%%

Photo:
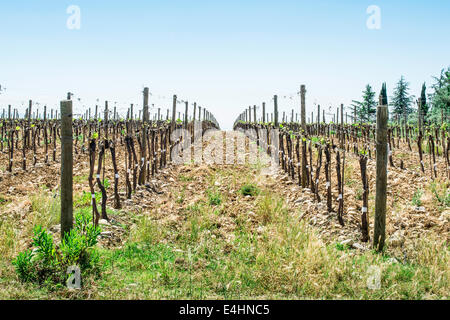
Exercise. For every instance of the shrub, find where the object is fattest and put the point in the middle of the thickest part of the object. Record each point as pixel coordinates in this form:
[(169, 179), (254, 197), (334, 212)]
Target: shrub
[(48, 264), (249, 190), (214, 198)]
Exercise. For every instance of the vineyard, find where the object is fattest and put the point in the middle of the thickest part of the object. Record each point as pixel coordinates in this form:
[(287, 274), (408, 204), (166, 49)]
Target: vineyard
[(131, 202)]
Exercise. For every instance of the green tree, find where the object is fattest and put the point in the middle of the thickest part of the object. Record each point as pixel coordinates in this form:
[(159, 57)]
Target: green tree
[(402, 100), (441, 96), (367, 108)]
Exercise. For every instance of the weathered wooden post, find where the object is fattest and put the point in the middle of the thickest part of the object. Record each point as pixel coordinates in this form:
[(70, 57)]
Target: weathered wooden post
[(186, 115), (303, 107), (144, 137), (381, 172), (66, 168), (318, 115), (105, 125), (264, 112), (342, 126), (275, 111), (174, 111)]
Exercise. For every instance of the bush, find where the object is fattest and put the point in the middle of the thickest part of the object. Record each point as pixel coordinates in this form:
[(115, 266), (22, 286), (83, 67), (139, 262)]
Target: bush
[(48, 264), (214, 198), (249, 190)]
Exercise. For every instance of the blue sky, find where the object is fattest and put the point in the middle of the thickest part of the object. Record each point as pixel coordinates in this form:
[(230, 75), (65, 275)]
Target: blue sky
[(224, 55)]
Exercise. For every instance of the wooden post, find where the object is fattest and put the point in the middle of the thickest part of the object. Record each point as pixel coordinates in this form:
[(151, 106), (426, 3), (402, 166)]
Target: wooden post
[(66, 168), (105, 124), (174, 111), (381, 172), (318, 115), (264, 112), (302, 109), (144, 137), (275, 111), (195, 111)]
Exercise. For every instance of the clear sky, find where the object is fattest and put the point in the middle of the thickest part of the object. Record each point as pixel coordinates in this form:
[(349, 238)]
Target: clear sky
[(224, 55)]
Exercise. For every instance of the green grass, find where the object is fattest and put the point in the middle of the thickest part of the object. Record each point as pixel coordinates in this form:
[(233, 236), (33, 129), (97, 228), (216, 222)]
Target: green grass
[(416, 198), (249, 190)]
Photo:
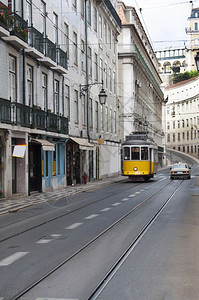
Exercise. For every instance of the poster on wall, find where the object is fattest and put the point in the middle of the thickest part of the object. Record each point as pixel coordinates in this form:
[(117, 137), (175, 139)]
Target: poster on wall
[(19, 151)]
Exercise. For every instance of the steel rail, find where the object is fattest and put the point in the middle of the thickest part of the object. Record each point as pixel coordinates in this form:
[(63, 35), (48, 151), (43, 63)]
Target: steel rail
[(25, 291)]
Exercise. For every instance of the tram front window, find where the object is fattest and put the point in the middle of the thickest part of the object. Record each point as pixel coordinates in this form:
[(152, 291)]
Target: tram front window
[(144, 153), (135, 153), (126, 153)]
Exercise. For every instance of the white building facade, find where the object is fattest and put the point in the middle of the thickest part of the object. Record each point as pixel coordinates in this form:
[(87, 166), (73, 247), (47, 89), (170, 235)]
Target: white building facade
[(140, 94), (182, 116), (51, 133)]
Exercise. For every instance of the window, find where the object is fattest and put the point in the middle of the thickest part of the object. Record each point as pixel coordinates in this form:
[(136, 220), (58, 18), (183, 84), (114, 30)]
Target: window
[(12, 78), (144, 153), (126, 153), (66, 39), (89, 12), (102, 118), (75, 48), (43, 15), (109, 38), (96, 115), (115, 122), (56, 97), (105, 33), (82, 9), (96, 66), (106, 75), (44, 91), (83, 109), (106, 116), (111, 119), (135, 153), (101, 70), (89, 62), (83, 55), (110, 80), (67, 102), (100, 27), (30, 85), (76, 107), (90, 112), (55, 24), (75, 3), (95, 19)]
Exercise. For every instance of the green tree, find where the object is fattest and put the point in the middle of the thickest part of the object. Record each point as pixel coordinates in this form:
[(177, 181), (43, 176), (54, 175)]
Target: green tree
[(184, 76)]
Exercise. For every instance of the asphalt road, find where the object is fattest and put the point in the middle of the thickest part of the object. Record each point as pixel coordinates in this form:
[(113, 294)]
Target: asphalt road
[(163, 265)]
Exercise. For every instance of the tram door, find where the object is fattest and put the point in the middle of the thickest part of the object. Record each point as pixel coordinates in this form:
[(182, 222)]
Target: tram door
[(151, 160)]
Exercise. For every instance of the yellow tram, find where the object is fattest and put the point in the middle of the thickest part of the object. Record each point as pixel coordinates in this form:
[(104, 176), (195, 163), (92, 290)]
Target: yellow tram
[(139, 157)]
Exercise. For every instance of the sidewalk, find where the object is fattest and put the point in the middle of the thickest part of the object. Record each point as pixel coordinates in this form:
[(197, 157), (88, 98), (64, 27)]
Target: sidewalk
[(14, 204)]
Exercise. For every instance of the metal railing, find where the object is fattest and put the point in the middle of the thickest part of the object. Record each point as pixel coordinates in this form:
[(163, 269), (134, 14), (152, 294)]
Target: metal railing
[(5, 111), (49, 49), (19, 27), (15, 113), (35, 39), (4, 16), (62, 58)]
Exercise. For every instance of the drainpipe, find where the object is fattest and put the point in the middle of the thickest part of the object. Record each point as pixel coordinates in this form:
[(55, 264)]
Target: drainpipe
[(87, 91)]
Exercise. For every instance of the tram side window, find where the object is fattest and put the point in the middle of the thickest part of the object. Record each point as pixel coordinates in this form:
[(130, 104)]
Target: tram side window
[(126, 153), (135, 153), (144, 153)]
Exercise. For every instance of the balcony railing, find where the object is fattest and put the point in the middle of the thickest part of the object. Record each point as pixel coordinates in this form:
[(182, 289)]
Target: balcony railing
[(4, 16), (5, 111), (63, 125), (62, 58), (19, 27), (15, 113), (21, 114), (36, 39), (49, 49), (38, 118)]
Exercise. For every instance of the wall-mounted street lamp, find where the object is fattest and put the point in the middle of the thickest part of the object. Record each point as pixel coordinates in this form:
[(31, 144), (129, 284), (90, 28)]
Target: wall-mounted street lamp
[(145, 125), (102, 95), (197, 60)]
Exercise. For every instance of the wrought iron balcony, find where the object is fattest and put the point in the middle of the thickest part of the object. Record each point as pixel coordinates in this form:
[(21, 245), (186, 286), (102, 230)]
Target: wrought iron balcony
[(36, 39), (62, 58), (49, 49), (38, 118), (5, 111), (19, 27), (4, 16), (21, 114), (63, 125)]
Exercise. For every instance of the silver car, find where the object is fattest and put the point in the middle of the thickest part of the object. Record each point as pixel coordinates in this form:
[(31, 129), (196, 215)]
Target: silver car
[(180, 170)]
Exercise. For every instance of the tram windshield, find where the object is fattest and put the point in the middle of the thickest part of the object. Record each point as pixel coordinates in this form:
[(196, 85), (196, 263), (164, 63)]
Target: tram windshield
[(126, 153), (144, 153), (135, 153)]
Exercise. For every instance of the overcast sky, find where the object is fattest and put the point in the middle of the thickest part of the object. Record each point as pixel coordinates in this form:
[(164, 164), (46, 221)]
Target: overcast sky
[(165, 20)]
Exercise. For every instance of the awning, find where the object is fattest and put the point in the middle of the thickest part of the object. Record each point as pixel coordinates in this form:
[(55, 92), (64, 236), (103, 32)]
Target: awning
[(83, 144), (46, 145)]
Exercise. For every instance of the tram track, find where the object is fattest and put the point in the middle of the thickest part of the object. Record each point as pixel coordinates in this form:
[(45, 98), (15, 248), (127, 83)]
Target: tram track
[(59, 216), (118, 263)]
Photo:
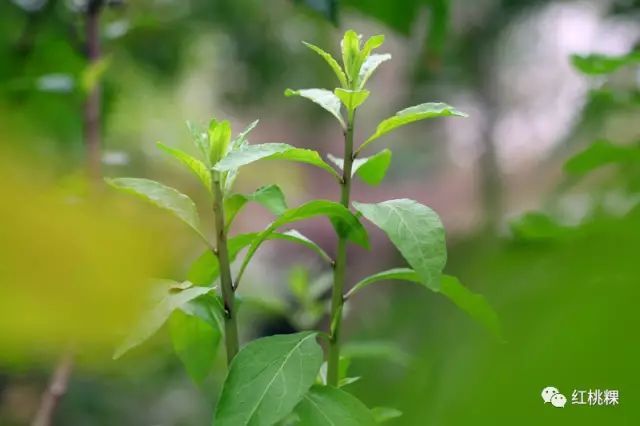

%%

§ **PROMPT**
Reproduce all of the records above word for word, leaving out the pictures.

§ **RESULT OF THIS TASK**
Photo:
Exercise. For every instance of the shrub, find where the object is fattest and put the point in the middle of the thickest part of the object. Record each point as pixel coordinates in this form:
[(169, 179), (254, 197), (334, 212)]
Target: shrub
[(48, 264), (249, 190), (214, 198)]
Exercise. For every instance of the vineyard, find where the object is fattest and put the point in the middle of the thickest part of the object. Record each point as pixel coordinates in this form:
[(287, 274), (408, 204), (166, 49)]
Target: vineyard
[(131, 202)]
Exercise. For every instance of the green tree, find where the object is fattest and put the point in the middle of the thickest part of the object. Record each point as pixel coordinates in this form:
[(159, 57)]
Target: green tree
[(402, 100), (441, 96), (367, 108)]
Exercise. For every instance of the weathered wooden post, find where the object is fattest and put the point in the middle of the thickest part of the object. Record each point as pixel coordinates in this form:
[(70, 57)]
Target: weathered wooden post
[(186, 115), (303, 107), (144, 137), (381, 172), (66, 168), (318, 115), (105, 125), (264, 112), (342, 126), (275, 111), (174, 111)]
Exercise. For every instance of the bush, find where the object is fattest and put the point in the middle of the thickest part of the object. Record each point as pixel coordinates in this form:
[(115, 266), (22, 286), (83, 67), (139, 262)]
Target: bush
[(48, 264), (214, 198), (249, 190)]
Exercise. For every instance of the blue sky, find where the object is fattest and put the point in the middle of the thickest part of the object. Record each point as pixel coordinates in this form:
[(230, 75), (65, 275)]
Target: blue sky
[(224, 55)]
Exercise. For every instance of the wooden post, find where the object is fattest and put the point in the middle of the thickest part of the object. Record each point as pixel coordinates in this form:
[(151, 106), (426, 3), (402, 166)]
Target: wooden post
[(66, 168), (105, 124), (174, 111), (381, 172), (318, 115), (264, 112), (302, 109), (144, 137), (275, 111), (195, 111)]
Exercise. For every instance of the clear sky, find where the object is fattest and put the point in the middle of the thickest part of the object. Record each point as pixel coordinates in this form:
[(349, 238)]
Target: clear sky
[(224, 55)]
Exercise. For every instance of the green grass, find where the object is fattest and put the point in the middle of the thickest part of the object. Record each point as pixel coordinates in this form:
[(233, 236), (33, 129), (97, 228), (216, 222)]
Target: green grass
[(416, 198), (249, 190)]
Photo:
Exercise. For every instance of the poster on wall, find where the object is fattest and put the point in the middle of the thickest part of the object. Record each point as pixel coordinates in this form:
[(117, 137), (175, 139)]
Target: poster on wall
[(19, 151)]
Exercise. For every instance of the steel rail, find where the object is fattest and put the point in the middle of the thickest part of the object. Record each point as pixel coordinates in this form:
[(63, 35), (48, 151), (43, 63)]
Target: steel rail
[(25, 291)]
Exercise. For every instance of the tram front window, find where the object is fattest and put the point in the middle of the thickest part of the object. Record each point as pixel coordinates in this form:
[(152, 291)]
Target: tram front window
[(144, 153), (135, 153), (126, 153)]
Exercise. For every instance of the white building facade, find where the object is fattest and put the point in the middle of the thickest part of the object. Record each point as pixel coordinates in this form:
[(87, 166), (73, 247), (47, 89), (170, 235)]
Target: white building facade
[(140, 94), (182, 116), (51, 133)]
Exercise. For every instance of the window, find where the object is fattest and put the point in the middle of the thickest part of the object. Record each point as pixel coordinates in this form:
[(136, 220), (58, 18), (183, 84), (114, 30)]
Target: window
[(12, 78), (144, 153), (126, 153), (66, 39), (89, 12), (102, 118), (75, 48), (43, 15), (109, 38), (96, 115), (115, 122), (56, 97), (105, 33), (82, 9), (96, 66), (106, 75), (44, 91), (83, 109), (106, 116), (111, 119), (135, 153), (101, 70), (89, 62), (83, 55), (110, 80), (67, 102), (100, 27), (30, 85), (76, 107), (90, 112), (55, 24), (75, 3), (95, 19)]
Exercise. For every instance of the green tree, find where the object is fattest and put the point in the middle of the thickest part of the object. Record each point as pixel coordinates in this form:
[(177, 181), (43, 176), (54, 175)]
Target: green tree
[(184, 76)]
Exercise. For every instance of the asphalt road, find where the object is fattest and put the point in the middle of the thickest part of the object. Record each point as pixel coordinates in this form:
[(113, 294)]
Target: asphalt road
[(163, 265)]
Exercise. For every instance of the tram door, find where the object is fattest and put the point in the middle of the thickest part of the object. Record each point as pixel coordinates in this form:
[(182, 222)]
Target: tram door
[(151, 160)]
Exercise. For every instance of the yellow tram, find where the object is fattest and put the point in the middle of the thickest part of the object. Record each point as pixel coordinates in this form:
[(104, 176), (195, 163), (92, 290)]
Target: yellow tram
[(139, 157)]
Exercise. For every instance of the sidewalk, find where the object is fattest and put the point in the middle of the thickest part of the object. Record each point as pixel coordinates in this form:
[(197, 157), (88, 98), (64, 27)]
Target: sidewalk
[(14, 204)]
Exercise. For every instance of the metal railing, find where the object is fattest and put the point in the middle of the thickest part of the object. Record each point as pixel coordinates in this form:
[(163, 269), (134, 14), (152, 294)]
Target: metal railing
[(5, 111), (49, 49), (19, 27), (15, 113), (35, 39), (4, 16), (62, 58)]
Exercise. For every instance of the drainpipe, find where the object is fattest and put the point in the middle of the thickest part of the object. Record each point as pixel coordinates in this form:
[(55, 264)]
Target: drainpipe
[(87, 91)]
Exercise. For every instance of the tram side window, find where the object is fattest and put the point in the middle of the thickest part of the object. Record each point as pixel coordinates in this form:
[(130, 104)]
Target: tram side window
[(126, 153), (135, 153), (144, 153)]
Exercise. For every instance of the balcony railing, find where the object is fattest and put the point in the middle of the thickest part of the object. Record each point as pixel coordinates in this form:
[(182, 289)]
Target: balcony railing
[(4, 16), (5, 111), (63, 125), (62, 58), (19, 27), (15, 113), (21, 114), (36, 39), (49, 49), (38, 118)]
Exercise. For every instance of the wall-mounted street lamp, find where the object is fattest and put the point in the middle of the thickest part of the object. Record each point as pixel coordinates in this form:
[(31, 144), (129, 284), (90, 28)]
Target: wall-mounted street lamp
[(145, 125), (102, 95), (197, 60)]
Exercise. For every instance of the wrought iron balcony, find where the object is fattest and put the point in the middle of the thickest part of the object. Record each point as pixel coordinates in this form:
[(21, 245), (186, 286), (102, 230)]
Target: wrought iron balcony
[(36, 39), (62, 58), (49, 49), (38, 118), (5, 111), (19, 27), (4, 16), (21, 114), (63, 125)]
Exercise. For every instance of the silver car, find where the object is fattest and put the point in the middle of the thickest part of the object. Record each point as pixel coordinates in this form:
[(31, 129), (196, 215)]
Target: silver car
[(180, 170)]
Exercise. For every instance of the tram windshield, find where the object is fattest and put the point in the middle of the thickest part of the object. Record each point as pixel coordinates in this form:
[(196, 85), (196, 263), (164, 63)]
Target: tram windshield
[(126, 153), (144, 153), (135, 153)]
Exercise. For every instance of the overcast sky, find where the object is fattest and put the point in the middle of the thickest part of the object. Record each point as pixel coordinates in this form:
[(164, 164), (46, 221)]
Target: overcast sky
[(165, 20)]
Exercise. For every instance of the awning, find where the object is fattest and put the point in the middle of the thickest part of the object. Record each point as pixel coordinates in this form:
[(55, 92), (64, 236), (103, 32)]
Target: awning
[(83, 144), (46, 145)]
Exercise. For every instance of the tram track, find where the object is fattest and put the point in the middle of the thickest part of the object. Record each point as pixel coordinates in this form:
[(45, 98), (15, 248), (127, 83)]
Target: tram track
[(59, 216), (118, 263)]
Photo:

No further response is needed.